Records from a dataset
==============================

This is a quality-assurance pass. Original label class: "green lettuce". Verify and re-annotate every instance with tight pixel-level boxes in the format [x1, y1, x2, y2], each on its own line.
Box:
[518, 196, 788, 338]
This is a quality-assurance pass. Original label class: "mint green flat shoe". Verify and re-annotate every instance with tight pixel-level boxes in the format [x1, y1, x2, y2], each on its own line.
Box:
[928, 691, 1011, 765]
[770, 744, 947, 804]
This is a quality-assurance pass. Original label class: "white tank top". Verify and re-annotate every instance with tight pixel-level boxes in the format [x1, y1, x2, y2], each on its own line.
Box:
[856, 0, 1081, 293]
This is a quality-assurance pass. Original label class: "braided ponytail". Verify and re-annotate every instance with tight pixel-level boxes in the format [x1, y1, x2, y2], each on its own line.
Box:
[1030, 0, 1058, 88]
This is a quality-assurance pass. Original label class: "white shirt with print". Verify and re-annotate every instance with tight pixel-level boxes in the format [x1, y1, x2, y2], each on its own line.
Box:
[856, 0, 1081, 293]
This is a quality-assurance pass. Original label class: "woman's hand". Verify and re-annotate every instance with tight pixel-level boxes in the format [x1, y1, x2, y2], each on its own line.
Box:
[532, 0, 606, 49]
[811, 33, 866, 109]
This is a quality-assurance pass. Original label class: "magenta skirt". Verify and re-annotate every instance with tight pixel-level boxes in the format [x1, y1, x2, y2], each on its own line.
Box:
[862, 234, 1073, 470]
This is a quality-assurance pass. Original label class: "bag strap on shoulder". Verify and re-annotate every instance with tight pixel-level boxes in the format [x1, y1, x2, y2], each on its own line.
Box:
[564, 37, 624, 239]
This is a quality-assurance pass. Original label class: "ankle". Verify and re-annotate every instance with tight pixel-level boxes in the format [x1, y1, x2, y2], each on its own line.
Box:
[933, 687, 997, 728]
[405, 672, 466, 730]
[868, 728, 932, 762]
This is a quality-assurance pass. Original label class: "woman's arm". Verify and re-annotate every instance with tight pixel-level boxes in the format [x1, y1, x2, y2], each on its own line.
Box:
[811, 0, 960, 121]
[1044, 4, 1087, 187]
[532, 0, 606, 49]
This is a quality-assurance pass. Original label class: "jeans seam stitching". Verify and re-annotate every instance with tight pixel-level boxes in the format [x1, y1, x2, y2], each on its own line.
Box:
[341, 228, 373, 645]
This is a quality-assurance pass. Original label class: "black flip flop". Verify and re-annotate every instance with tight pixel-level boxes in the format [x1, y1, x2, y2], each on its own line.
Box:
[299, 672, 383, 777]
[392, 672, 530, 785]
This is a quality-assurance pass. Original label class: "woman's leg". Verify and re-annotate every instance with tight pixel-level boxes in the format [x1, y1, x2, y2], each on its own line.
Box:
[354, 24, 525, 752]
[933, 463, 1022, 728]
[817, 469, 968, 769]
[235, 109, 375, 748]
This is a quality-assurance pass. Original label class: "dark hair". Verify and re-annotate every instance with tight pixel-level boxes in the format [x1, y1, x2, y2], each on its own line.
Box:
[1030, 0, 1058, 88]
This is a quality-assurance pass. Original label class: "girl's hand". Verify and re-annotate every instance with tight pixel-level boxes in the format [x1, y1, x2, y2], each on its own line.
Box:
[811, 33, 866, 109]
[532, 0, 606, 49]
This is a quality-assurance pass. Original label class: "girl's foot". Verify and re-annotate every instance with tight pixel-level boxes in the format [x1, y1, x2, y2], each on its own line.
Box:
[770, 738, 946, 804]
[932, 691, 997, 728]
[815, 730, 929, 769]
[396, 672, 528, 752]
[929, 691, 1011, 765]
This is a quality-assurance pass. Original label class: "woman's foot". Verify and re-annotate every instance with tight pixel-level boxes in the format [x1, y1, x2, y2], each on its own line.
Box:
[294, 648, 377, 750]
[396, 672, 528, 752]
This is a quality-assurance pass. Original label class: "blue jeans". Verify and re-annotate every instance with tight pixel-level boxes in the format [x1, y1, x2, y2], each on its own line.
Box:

==============================

Reproduce the stretch from the start of the entries through the line containing "[868, 728, 932, 762]", requests included, and increase every bounding-box coordinate in the answers by 71.

This is a quality-assurance pass. Original label class: "green lettuce". Verify and re-annotate every instance with tight pixel-level boxes in the format [x1, y1, x2, y2], each on its own line.
Box:
[589, 267, 859, 409]
This is a quality-assurance pass. Original label class: "mint green flat shoe". Verify and re-annotate every instance with tight pixel-level boxes in the format [x1, y1, x2, y2], each on its own line.
Box:
[999, 762, 1082, 836]
[841, 815, 1018, 875]
This is a quality-assurance pass. Original label class: "white tank top". Verify and re-annotate every instance with tight pixel-level boxes in the format [x1, y1, x2, y2], each on its own line.
Box:
[927, 71, 1152, 364]
This is a quality-assurance pass. Original label class: "braided ponytail". Verify and re-annotate every instance with tight pixel-level boxes in the format [x1, y1, x2, y2], each on its own line.
Box:
[1101, 71, 1129, 159]
This is a quality-assurance pass. Original label class: "white shirt with print". Verify and re-annotate every instance with tight pixel-level boxes in the format [x1, y1, x2, y2], each on its own line.
Box:
[927, 71, 1152, 364]
This is a quality-assurance pass. Original label class: "woman's hand". Verify and re-annotate every instance with tight pixel-level boxes in the format [x1, y1, x2, y2], each on its own line.
Box:
[603, 71, 677, 120]
[882, 104, 937, 180]
This is a quality-assurance pass. Original label class: "magenta skirt". Verify and re-annotate every instance with tight pixel-level boxes in the format [x1, y1, x2, y2], each on its own line.
Box:
[933, 305, 1144, 541]
This is a quality-assurance pass. Original label class: "bag strap on shoulder". Verify and re-annotate every instance with tight pixel-level boxes in the format [x1, y1, x2, y2], each on its own line.
Box:
[635, 108, 695, 310]
This is a quality-assurance pass. Original label class: "ankle". Verify and re-annotate every instance with tight pixel-level boxes in the format [x1, y1, x2, y2], each on its own line.
Box:
[1004, 758, 1068, 799]
[476, 743, 537, 801]
[939, 799, 1003, 833]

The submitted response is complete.